[Stored data entries]
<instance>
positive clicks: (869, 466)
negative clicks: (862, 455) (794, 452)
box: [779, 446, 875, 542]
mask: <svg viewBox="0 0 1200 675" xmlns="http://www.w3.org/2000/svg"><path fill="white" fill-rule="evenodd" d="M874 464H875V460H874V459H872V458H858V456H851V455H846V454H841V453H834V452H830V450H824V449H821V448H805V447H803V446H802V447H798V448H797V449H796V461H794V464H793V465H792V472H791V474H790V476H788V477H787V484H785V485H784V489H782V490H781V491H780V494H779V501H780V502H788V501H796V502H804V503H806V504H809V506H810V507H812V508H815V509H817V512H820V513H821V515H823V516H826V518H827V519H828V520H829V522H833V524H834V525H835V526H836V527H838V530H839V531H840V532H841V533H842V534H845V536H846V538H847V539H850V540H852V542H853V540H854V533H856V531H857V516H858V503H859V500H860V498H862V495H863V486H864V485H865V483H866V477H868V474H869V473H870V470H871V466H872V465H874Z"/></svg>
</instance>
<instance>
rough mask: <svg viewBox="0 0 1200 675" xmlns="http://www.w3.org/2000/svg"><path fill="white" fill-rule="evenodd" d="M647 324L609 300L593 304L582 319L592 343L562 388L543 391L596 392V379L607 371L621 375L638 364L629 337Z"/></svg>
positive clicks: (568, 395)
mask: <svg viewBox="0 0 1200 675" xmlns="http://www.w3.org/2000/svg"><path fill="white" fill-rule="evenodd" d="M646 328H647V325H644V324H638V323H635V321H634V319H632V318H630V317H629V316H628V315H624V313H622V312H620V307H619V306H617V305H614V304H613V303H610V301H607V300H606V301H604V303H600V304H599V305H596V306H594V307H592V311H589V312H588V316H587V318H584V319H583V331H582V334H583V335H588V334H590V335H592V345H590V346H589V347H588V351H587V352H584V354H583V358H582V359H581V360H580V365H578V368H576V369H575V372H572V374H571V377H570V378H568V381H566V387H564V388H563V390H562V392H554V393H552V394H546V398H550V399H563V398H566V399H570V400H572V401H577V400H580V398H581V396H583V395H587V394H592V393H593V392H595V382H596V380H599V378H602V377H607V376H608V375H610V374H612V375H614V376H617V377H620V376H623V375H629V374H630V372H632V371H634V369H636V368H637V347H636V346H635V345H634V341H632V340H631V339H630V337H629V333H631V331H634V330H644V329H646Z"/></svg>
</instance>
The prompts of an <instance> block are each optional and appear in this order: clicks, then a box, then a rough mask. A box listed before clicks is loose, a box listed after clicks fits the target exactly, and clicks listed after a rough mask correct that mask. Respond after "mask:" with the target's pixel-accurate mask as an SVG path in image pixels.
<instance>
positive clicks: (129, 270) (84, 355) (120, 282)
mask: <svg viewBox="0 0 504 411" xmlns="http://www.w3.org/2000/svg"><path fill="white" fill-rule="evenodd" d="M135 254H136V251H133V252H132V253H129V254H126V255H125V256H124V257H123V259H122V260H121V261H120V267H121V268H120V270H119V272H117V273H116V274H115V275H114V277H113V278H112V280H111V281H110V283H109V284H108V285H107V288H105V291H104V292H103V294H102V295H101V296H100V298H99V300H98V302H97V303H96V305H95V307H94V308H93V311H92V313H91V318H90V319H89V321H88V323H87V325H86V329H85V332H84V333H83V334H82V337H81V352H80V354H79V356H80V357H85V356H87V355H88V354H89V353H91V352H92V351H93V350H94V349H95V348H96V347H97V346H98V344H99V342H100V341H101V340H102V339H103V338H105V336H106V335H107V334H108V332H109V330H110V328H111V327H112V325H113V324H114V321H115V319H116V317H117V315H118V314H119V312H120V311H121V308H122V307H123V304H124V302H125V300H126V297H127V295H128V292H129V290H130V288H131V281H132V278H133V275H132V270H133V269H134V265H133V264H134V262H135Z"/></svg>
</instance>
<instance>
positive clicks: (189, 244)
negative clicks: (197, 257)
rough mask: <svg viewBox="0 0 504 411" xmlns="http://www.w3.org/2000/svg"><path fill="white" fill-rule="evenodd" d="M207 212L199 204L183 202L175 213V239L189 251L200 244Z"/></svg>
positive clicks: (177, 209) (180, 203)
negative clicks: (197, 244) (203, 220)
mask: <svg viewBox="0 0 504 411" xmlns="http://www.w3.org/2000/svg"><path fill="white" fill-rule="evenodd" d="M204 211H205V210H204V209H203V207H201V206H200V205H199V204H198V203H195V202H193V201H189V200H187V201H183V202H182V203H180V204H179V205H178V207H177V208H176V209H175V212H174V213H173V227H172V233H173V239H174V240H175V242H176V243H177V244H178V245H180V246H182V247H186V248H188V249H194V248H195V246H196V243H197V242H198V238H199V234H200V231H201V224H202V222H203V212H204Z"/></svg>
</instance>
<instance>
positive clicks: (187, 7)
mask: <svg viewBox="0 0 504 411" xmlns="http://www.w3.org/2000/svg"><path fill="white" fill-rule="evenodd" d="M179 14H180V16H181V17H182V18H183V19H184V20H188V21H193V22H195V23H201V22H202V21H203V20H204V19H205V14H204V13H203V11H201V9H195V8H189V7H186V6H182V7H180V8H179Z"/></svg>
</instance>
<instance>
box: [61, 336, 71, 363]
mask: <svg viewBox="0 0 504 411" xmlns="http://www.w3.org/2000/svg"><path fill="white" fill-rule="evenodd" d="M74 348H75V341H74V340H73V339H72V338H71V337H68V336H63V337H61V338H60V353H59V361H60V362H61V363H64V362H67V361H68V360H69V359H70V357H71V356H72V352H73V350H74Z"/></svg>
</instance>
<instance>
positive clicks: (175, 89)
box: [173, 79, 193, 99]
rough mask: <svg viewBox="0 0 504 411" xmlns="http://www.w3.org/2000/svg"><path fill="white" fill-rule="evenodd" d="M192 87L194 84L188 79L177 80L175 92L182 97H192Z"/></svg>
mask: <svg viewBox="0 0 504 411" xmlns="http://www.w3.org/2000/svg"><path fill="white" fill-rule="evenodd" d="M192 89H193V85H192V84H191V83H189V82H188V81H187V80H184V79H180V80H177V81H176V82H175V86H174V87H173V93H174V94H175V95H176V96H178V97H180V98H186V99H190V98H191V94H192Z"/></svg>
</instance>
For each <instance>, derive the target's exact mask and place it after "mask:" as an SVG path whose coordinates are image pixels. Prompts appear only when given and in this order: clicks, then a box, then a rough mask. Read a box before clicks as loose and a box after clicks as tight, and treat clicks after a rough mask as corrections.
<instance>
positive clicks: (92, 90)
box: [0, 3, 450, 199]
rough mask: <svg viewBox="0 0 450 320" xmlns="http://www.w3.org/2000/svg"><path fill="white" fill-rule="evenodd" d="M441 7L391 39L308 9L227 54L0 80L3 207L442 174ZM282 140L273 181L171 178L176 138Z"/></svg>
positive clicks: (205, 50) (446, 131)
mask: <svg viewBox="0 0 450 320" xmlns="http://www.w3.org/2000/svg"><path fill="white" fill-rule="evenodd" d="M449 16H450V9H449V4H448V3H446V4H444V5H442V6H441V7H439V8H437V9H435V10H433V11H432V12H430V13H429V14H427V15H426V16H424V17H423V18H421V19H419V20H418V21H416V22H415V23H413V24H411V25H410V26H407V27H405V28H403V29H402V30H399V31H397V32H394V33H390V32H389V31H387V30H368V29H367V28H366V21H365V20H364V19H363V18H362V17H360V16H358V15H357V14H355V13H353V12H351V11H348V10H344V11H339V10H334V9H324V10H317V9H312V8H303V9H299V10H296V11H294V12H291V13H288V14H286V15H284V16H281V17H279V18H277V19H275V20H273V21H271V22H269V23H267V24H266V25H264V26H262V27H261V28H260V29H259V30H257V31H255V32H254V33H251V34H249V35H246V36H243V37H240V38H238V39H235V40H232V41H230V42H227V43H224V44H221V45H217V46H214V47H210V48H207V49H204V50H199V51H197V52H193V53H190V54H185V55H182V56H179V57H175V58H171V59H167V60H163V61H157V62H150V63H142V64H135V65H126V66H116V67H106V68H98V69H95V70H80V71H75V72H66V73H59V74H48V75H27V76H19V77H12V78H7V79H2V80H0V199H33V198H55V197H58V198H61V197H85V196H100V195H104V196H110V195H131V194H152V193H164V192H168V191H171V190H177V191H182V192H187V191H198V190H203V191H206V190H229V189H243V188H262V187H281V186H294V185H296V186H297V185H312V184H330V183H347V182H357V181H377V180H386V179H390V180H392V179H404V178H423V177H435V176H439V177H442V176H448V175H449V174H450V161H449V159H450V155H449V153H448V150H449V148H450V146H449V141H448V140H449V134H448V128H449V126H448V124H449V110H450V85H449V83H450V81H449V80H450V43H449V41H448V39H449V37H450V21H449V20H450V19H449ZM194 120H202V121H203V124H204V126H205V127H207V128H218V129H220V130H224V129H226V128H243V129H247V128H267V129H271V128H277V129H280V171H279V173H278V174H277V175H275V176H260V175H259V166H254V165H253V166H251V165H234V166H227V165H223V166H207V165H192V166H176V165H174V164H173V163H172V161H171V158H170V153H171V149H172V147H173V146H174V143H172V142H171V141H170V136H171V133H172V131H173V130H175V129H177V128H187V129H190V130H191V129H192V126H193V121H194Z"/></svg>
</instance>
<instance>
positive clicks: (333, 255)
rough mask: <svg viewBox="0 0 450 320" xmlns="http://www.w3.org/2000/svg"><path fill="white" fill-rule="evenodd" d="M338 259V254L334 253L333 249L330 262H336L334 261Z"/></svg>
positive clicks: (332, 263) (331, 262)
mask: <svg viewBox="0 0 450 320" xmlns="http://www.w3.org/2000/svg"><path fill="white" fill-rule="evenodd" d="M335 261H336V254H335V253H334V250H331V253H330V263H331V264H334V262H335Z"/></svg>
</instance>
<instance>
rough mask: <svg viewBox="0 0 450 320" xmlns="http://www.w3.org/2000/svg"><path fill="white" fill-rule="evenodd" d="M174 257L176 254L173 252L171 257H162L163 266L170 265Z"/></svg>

### [Exercise details]
The response must consist solely of the lines from the top of the records through the line holding "324L609 300L593 304L582", copied word for word.

### [Exercise response]
<instance>
positive clicks: (869, 466)
negative clicks: (862, 455) (794, 452)
box: [779, 446, 875, 542]
mask: <svg viewBox="0 0 1200 675" xmlns="http://www.w3.org/2000/svg"><path fill="white" fill-rule="evenodd" d="M874 464H875V460H874V459H872V458H858V456H851V455H846V454H841V453H834V452H830V450H824V449H821V448H805V447H803V446H802V447H798V448H797V449H796V461H794V464H793V465H792V472H791V474H790V476H788V477H787V484H785V485H784V489H782V490H781V491H780V494H779V501H780V502H788V501H796V502H804V503H806V504H809V506H810V507H812V508H815V509H817V512H820V513H821V515H823V516H826V518H827V519H828V520H829V522H833V524H834V525H835V526H836V527H838V530H839V531H840V532H841V533H842V534H845V536H846V538H847V539H850V540H852V542H853V540H854V533H856V531H857V516H858V503H859V500H860V498H862V495H863V486H864V485H865V483H866V477H868V474H869V473H870V470H871V466H872V465H874Z"/></svg>
</instance>
<instance>
rough mask: <svg viewBox="0 0 1200 675" xmlns="http://www.w3.org/2000/svg"><path fill="white" fill-rule="evenodd" d="M647 324L609 300L593 304L582 319L592 343L562 388L543 391L596 392V379L607 371L621 375L638 364L629 337Z"/></svg>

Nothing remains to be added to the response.